━━━━━ Passage

[net.lang.c] C subscripts

ryan@mouton.UUCP (10/26/84)

I hope I am not bringing up and old issue
but this discussion about nested comments brings
a similiar niggle to mind; one that I am certain
should raise an equally fruitful controversy.

I am talking about C's arcane subscripting syntax.

Who else out there thinks that
	some_array_name[more][long][names]
is actually a good way to do things?

Just as we need nested comments, because after all other "great languages"
do, I propose that C support "normal" subscripting.

Mathematicians have been around longer than C; Fortran too;
so, in the name of compatability, which is what the ANSI standard
is all about anyway, the compiler SHOULD accept 
	some_array_name[more,long,names]

Of course the older, hopefully obsolescent, method will be supported,
but it should be discouraged.

I would also propose one small, new, preprocessor built-in,
	SUBTYPE  which would be defined OLD or NEW
as in 
	#if SUBTYPE == OLD
		fprintf(stder, "buy a new compiler");
so programmers know what's going on.
Not defining SUBTYPE would be considered in an optional subsection
to the standard.  These details I leave to those who know best.

Now, BEFROE the flames start I KNOW the comma operator exists.
This is not overloading because subscripts are expressions, not statements.
So don't start quoting K&R pg 192 to me.

If you're still confused think about it this way:
	a[x,y,z] saves 20% more disk space than a[x][y][z]
and is much easier to type too!

respectfully,
Tom Ryan

p.s.  Does anyone know of a good preprocessor macro to convert
	[a,b,c,...n] into [a][b][c][...][n] for n>1 ?

henry@utzoo.UUCP (Henry Spencer) (10/28/84)

> Who else out there thinks that
> 	some_array_name[more][long][names]
> is actually a good way to do things?

An equally-appropriate question is "who out there thinks this is a
sufficiently severe problem to be worth fixing?".

> Just as we need nested comments, because after all other "great languages"
> do, I propose that C support "normal" subscripting.

I suggest that C needs neither.

> Mathematicians have been around longer than C...

So they have, but that doesn't mean we should change C so that the
multiplication operator is implicit, like it is in math.  "They do it
that way in math" is not really a very relevant argument; we do lots of
things differently in programming languages.  Whether this is a good
thing is an interesting question, which I don't suggest debating here,
but we have ample precedent for being different.

━━━━━━━━━━

**Instructions to follow:** Reproduce verbatim the stretch of the C subscripts thread from "Of course the" through "what's going on.".

━━━━━ Extracted material

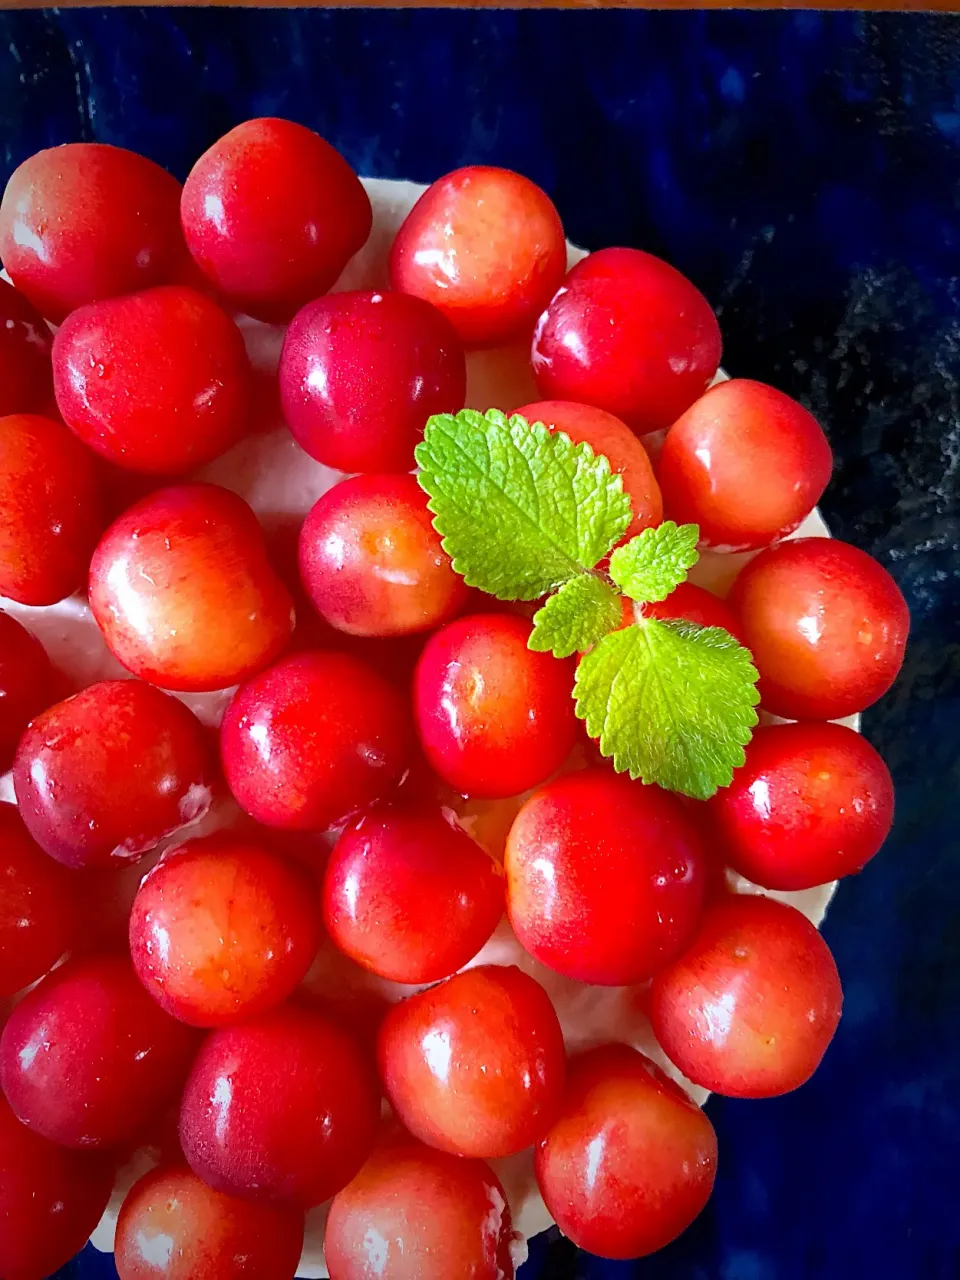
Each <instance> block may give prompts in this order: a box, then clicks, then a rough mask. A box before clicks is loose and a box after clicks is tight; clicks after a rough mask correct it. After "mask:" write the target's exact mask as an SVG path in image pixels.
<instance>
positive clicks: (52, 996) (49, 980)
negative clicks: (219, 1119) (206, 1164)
mask: <svg viewBox="0 0 960 1280" xmlns="http://www.w3.org/2000/svg"><path fill="white" fill-rule="evenodd" d="M196 1047H197V1037H196V1033H195V1032H193V1030H192V1029H191V1028H188V1027H184V1025H183V1024H182V1023H178V1021H174V1019H173V1018H168V1015H166V1014H165V1012H164V1011H163V1010H161V1009H160V1006H159V1005H156V1004H155V1002H154V1001H152V1000H151V998H150V996H148V995H147V993H146V991H143V988H142V987H141V984H140V982H138V980H137V975H136V973H134V972H133V966H132V965H131V963H129V960H128V959H127V957H125V956H95V957H92V959H76V960H68V961H67V963H65V964H63V965H60V966H59V968H58V969H54V972H52V973H51V974H49V975H47V977H46V978H44V980H42V982H41V983H40V984H38V986H37V987H33V989H32V991H29V992H28V993H27V995H26V996H24V997H23V998H22V1000H20V1002H19V1004H18V1005H17V1007H15V1009H14V1010H13V1012H12V1014H10V1016H9V1019H8V1020H6V1025H5V1027H4V1030H3V1036H0V1083H3V1088H4V1093H5V1094H6V1101H8V1102H9V1103H10V1106H12V1107H13V1110H14V1111H15V1112H17V1115H18V1116H19V1117H20V1120H23V1123H24V1124H28V1125H29V1126H31V1129H33V1130H35V1132H36V1133H38V1134H42V1135H44V1137H45V1138H50V1140H51V1142H59V1143H61V1144H63V1146H64V1147H116V1146H119V1144H120V1143H127V1142H131V1140H132V1139H134V1138H136V1137H137V1134H138V1133H140V1132H141V1130H142V1129H143V1126H145V1125H146V1124H147V1121H150V1120H151V1119H152V1117H154V1116H156V1115H159V1114H160V1111H161V1110H163V1107H164V1106H165V1105H166V1103H168V1102H170V1101H172V1100H173V1098H174V1097H175V1094H177V1089H178V1087H179V1085H180V1083H182V1082H183V1078H184V1075H186V1073H187V1068H188V1064H189V1060H191V1057H192V1056H193V1052H195V1050H196Z"/></svg>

━━━━━━━━━━

**Reply:**
Of course the older, hopefully obsolescent, method will be supported,
but it should be discouraged.

I would also propose one small, new, preprocessor built-in,
	SUBTYPE  which would be defined OLD or NEW
as in 
	#if SUBTYPE == OLD
		fprintf(stder, "buy a new compiler");
so programmers know what's going on.